### SET TASKS
1. Reproduce word for word the part of the text on Joseph's 1844 presidential campaign starting with "he was formally" and going on through "(Tulldige, p. 503).".
2. Summarize the text on Joseph's 1844 presidential campaign in two sentences.

Joseph conceived that it would better comport with his dignity to refrain from directly engaging in the work of gathering votes, declaring that without this sacrifice "there was oratory enough in the church to carry him into the Presidential chair" (Juv. Inst., 14, p. 148).

On the other hand Sidney did not in the least consider it was beneath his dignity to have a share in the campaign. Only two Apostles, Willard Richards and John Taylor, remained at Nauvoo, and Sidney scorned to rest at ease in Zion when interests of so much consequence were at stake. He took his way to his native state of Pennsylvania, from which he had been nominated for the second office in the Government and established himself and his family at Pittsburgh for the purpose of directing the canvass in Pennsylvania and Ohio. Average writers on this subject have all suffered themselves to be misled by the statements of Mormon authorities to the effect that Sidney was sulking in his tent at Pittsburgh, but there could be no greater blunder; he was at Pittsburgh for the purpose of laboring with his might to promote a consummation that was dear to the heart of every Mormon who was in sympathy with Joseph. He edited there a campaign newspaper from June 15th to July 12, 1844, that was called "The People's Organ," but it was discontinued with the third number, which reported the death of Joseph.

Strange as it may appear the Theocracy confidently expected to win in this political conflict. Joseph was as mad as any denizen of Bedlam, and so clearly fancied himself already in the White House as sometimes to speak of himself in the character of President: "The South holds the balance of power," he exclaimed; "by annexing Texas I can do away with this evil" (Juv. Inst., 14, p. 164). He actually conceived of himself as being complete autocrat of the American people, just as truly he was complete autocrat of the Mormon people. At the conference where


he was formally nominated he came forward with a new and tremendous revelation. Hitherto he had been for some time teasing the state of Missouri with the taunt that she was Zion and that he intended to employ his myrmidons to drive out the rightful owners of the soil and to take possession of that Commonwealth for the Lord. On the 7th of April, however, he makes a tremendous stride:

I want to make a proclamation to the Elders. You know very well that the Lord has led this church by revelation. I have now another revelation-a grand and glorious revelation...The whole of America is Zion itself, from north to south (Tulldige, p. 503).

Point annotation listing
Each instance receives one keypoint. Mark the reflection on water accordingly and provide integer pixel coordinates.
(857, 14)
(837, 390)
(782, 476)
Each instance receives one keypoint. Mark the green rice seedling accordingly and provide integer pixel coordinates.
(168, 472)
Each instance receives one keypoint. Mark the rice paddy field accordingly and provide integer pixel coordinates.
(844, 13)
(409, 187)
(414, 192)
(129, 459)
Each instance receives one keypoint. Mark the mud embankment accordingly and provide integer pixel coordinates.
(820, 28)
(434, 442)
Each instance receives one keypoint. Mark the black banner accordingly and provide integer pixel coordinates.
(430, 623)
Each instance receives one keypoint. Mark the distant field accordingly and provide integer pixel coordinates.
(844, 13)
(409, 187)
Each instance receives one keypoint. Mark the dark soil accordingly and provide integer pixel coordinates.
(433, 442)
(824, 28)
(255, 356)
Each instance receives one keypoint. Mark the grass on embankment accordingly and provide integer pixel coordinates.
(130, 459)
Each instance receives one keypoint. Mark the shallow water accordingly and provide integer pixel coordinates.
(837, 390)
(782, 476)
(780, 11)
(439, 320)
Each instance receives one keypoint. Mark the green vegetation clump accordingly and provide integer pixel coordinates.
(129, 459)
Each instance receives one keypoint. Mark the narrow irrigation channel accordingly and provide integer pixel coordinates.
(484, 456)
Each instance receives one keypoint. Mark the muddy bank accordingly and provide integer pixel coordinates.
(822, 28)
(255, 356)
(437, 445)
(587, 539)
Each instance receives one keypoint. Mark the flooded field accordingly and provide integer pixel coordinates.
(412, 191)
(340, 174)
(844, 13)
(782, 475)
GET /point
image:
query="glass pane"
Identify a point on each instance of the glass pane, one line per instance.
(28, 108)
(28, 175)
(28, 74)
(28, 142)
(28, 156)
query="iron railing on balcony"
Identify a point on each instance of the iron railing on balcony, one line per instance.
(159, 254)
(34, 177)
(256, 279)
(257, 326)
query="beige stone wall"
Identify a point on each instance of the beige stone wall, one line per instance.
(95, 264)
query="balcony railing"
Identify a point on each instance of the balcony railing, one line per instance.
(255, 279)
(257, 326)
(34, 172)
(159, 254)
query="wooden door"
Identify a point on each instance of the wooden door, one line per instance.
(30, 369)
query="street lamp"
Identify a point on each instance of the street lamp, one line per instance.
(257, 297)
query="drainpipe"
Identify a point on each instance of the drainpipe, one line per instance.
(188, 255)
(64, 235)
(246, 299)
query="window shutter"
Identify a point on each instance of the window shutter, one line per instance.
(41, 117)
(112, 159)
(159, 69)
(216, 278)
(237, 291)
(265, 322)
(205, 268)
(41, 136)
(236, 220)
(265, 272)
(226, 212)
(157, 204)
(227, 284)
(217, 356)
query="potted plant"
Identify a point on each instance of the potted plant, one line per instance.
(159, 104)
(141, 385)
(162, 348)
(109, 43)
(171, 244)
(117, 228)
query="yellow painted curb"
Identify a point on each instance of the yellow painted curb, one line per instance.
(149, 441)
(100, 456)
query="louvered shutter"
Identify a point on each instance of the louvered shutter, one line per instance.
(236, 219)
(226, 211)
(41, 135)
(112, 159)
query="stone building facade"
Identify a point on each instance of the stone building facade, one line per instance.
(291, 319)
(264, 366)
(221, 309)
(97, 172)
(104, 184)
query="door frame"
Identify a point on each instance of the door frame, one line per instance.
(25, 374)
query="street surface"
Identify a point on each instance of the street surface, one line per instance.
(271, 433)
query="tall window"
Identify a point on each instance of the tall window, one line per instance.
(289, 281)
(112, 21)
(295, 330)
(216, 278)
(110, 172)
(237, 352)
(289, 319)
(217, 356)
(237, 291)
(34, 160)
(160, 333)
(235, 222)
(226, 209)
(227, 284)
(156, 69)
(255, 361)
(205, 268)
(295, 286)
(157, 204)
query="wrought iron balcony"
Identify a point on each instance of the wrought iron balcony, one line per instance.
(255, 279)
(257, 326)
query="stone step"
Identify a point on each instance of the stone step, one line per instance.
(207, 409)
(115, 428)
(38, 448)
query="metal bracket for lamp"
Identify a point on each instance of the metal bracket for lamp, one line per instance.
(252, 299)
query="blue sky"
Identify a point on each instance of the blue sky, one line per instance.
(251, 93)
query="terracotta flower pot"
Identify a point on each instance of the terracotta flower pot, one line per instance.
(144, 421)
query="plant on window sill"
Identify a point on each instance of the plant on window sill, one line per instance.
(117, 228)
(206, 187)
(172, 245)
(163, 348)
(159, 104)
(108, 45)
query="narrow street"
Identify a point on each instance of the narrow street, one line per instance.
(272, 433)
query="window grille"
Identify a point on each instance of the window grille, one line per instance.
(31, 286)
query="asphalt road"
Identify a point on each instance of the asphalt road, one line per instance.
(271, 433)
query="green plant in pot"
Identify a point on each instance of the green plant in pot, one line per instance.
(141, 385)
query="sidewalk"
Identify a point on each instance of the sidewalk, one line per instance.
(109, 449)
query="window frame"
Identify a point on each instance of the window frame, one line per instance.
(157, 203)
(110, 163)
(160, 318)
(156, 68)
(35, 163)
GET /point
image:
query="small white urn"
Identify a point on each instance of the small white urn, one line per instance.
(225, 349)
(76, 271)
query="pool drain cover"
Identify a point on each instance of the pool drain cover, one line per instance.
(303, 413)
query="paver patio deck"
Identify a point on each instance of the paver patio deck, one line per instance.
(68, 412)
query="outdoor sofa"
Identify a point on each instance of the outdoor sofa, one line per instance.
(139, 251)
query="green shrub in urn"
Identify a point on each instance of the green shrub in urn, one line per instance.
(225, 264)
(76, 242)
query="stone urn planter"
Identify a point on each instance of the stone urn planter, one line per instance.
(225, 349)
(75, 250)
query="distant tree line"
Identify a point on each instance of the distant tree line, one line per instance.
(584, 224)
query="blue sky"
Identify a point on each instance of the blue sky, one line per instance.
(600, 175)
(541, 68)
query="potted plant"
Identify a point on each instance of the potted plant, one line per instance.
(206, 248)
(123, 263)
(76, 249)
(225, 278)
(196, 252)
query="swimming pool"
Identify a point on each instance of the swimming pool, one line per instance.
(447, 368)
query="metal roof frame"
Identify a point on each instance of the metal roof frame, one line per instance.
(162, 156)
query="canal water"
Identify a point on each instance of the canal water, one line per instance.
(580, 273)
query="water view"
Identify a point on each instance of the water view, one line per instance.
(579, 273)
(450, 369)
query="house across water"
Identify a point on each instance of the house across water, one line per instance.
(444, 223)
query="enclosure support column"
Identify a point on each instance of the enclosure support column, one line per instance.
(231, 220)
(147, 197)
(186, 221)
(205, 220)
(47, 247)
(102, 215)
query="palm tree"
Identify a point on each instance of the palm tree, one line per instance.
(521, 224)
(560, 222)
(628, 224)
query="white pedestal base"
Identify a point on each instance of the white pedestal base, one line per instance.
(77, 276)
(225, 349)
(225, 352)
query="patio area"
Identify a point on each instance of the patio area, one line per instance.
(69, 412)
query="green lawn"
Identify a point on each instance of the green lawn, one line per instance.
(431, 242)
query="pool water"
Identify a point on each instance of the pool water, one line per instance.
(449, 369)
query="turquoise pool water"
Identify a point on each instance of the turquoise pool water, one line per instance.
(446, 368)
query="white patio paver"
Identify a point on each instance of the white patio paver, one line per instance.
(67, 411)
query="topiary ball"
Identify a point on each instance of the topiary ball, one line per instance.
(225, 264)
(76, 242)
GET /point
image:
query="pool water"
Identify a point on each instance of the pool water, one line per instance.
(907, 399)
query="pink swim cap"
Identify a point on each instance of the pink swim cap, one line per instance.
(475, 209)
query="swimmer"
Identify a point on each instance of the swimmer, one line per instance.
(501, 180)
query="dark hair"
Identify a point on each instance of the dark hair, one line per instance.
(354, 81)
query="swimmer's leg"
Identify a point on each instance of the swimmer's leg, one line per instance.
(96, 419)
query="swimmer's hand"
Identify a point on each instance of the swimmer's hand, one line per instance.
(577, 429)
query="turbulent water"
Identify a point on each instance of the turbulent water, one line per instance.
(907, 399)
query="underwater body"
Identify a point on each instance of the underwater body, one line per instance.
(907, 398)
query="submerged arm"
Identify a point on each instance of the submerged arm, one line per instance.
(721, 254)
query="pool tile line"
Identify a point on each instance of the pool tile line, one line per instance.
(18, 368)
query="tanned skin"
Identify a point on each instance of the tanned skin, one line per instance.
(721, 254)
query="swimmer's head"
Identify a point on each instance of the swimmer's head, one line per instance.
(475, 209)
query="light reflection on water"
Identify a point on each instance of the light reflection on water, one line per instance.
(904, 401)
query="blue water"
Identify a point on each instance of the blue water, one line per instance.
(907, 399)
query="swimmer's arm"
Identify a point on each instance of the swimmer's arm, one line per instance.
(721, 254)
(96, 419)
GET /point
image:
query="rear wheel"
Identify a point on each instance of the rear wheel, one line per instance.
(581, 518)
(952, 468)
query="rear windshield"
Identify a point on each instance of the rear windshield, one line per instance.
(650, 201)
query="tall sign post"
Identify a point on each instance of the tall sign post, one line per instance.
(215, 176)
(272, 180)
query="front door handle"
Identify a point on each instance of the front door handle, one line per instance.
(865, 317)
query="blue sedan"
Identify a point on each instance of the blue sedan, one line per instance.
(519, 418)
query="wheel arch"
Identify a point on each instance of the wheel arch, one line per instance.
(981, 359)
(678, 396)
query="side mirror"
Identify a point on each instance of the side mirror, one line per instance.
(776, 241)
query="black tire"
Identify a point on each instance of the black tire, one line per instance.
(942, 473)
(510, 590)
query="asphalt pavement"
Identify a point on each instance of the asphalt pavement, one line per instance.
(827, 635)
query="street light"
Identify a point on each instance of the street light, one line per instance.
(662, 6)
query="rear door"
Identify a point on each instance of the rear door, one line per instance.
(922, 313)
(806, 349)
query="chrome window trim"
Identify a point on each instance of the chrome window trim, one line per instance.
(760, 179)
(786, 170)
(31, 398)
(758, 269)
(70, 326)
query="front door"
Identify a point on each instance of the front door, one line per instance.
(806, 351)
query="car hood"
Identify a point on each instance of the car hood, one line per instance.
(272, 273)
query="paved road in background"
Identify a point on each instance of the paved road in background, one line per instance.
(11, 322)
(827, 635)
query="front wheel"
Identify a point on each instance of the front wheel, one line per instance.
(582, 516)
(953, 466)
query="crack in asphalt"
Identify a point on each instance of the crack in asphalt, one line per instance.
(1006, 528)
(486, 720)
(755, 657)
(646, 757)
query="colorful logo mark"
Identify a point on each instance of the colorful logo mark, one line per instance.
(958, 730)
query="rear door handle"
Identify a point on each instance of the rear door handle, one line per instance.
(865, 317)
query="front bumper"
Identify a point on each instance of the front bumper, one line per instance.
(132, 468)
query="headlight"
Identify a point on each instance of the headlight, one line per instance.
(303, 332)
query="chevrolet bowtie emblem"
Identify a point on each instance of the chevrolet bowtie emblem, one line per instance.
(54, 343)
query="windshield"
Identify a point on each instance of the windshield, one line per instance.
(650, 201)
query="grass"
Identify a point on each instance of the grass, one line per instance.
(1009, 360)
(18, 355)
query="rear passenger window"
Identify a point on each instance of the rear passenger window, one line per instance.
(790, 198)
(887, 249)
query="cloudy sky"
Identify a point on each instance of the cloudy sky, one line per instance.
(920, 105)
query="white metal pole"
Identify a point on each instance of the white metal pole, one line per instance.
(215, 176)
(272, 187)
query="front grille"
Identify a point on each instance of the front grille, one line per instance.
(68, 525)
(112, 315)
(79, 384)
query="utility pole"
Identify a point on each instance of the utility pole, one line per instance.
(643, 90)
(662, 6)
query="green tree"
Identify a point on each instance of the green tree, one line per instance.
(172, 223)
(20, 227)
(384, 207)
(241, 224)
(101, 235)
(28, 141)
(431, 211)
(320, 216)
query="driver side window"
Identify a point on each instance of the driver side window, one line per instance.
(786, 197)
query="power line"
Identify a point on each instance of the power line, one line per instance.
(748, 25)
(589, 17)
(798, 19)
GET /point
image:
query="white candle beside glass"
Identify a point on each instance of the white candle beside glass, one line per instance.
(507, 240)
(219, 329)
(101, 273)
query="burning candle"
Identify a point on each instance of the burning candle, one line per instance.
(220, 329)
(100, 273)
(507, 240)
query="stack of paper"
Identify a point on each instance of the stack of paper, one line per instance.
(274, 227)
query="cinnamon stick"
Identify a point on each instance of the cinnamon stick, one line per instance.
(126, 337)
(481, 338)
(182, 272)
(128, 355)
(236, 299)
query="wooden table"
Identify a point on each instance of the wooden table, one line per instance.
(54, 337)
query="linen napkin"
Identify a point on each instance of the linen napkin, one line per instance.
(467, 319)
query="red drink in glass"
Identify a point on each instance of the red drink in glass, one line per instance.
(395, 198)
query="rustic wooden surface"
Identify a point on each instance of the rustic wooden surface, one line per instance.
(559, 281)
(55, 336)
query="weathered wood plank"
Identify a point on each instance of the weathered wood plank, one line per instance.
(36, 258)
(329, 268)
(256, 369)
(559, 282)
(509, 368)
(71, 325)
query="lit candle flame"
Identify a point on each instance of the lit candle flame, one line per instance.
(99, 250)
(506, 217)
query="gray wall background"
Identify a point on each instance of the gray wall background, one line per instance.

### EXPECTED RESULTS
1.
he was formally nominated he came forward with a new and tremendous revelation. Hitherto he had been for some time teasing the state of Missouri with the taunt that she was Zion and that he intended to employ his myrmidons to drive out the rightful owners of the soil and to take possession of that Commonwealth for the Lord. On the 7th of April, however, he makes a tremendous stride:

I want to make a proclamation to the Elders. You know very well that the Lord has led this church by revelation. I have now another revelation-a grand and glorious revelation...The whole of America is Zion itself, from north to south (Tulldige, p. 503).

2. Joseph refrained from gathering votes himself, while Sidney settled at Pittsburgh to direct the canvass in Pennsylvania and Ohio and edited a campaign newspaper, "The People's Organ," which was discontinued with the issue reporting Joseph's death. The Theocracy confidently expected to win, and at the conference where Joseph was formally nominated he proclaimed a revelation that the whole of America is Zion.